:: Instructions for the task ::
Rescale everything from the line containing "the woman's forearm" down to the end of the rows, copying the requests along with the answers. Multiply each point coordinate in the answers by 0.6 and round it to a whole number, rounding halves up.

:: Entries shown ::
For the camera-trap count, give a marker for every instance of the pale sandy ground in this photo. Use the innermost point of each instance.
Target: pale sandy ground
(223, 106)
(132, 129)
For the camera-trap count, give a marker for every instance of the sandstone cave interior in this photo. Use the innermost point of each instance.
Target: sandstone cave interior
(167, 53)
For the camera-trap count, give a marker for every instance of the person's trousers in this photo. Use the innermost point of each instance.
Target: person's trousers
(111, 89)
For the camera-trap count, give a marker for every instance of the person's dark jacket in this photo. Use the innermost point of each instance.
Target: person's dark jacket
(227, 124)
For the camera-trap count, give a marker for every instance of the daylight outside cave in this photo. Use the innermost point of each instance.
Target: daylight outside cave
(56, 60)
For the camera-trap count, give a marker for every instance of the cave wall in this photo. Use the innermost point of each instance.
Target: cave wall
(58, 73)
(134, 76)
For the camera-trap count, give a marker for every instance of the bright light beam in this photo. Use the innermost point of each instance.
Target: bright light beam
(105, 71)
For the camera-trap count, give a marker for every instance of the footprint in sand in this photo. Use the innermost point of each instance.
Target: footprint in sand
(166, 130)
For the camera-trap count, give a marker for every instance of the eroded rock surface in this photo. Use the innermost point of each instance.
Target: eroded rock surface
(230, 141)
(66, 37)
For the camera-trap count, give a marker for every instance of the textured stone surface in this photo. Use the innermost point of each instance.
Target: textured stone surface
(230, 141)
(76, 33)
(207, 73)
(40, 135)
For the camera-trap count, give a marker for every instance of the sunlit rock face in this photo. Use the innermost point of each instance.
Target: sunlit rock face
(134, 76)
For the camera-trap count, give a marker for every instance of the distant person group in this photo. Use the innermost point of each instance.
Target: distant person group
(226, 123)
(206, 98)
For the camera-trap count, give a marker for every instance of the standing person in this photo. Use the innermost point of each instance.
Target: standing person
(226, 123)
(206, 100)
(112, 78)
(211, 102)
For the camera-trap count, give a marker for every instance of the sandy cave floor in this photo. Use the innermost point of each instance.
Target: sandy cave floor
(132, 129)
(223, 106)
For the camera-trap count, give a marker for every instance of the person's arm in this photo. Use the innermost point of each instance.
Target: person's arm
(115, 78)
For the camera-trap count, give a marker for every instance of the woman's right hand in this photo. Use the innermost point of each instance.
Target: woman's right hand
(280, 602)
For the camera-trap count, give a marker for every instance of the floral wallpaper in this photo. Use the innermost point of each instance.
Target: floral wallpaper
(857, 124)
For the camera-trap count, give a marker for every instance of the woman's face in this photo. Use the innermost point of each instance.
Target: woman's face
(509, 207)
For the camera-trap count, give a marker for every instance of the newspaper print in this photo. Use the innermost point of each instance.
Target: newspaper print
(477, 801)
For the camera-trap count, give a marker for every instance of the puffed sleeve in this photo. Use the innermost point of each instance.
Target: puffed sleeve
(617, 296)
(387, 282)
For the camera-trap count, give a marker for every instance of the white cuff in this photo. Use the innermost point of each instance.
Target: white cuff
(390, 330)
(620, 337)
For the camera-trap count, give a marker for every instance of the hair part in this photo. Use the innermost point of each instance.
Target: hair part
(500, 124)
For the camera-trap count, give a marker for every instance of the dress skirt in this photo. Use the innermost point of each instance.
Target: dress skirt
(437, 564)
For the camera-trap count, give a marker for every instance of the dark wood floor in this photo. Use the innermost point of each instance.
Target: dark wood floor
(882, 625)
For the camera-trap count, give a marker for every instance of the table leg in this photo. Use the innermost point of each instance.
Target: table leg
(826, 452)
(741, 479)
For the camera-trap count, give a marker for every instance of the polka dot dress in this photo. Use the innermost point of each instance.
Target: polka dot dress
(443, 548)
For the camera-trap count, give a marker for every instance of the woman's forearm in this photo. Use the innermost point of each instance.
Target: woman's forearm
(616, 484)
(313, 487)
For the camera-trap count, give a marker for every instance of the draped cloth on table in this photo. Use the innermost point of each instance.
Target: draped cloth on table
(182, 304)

:: Response ::
For the camera-trap count, give a marker for every instance of the woman's forearm in this photo. Use the innermost point of each instance.
Target: woman's forearm
(370, 290)
(188, 292)
For the camera-trap count, give a marker for every instance of the draped cloth on table in this photo. Use the innermost point of each instance.
Target: draped cloth on table
(109, 182)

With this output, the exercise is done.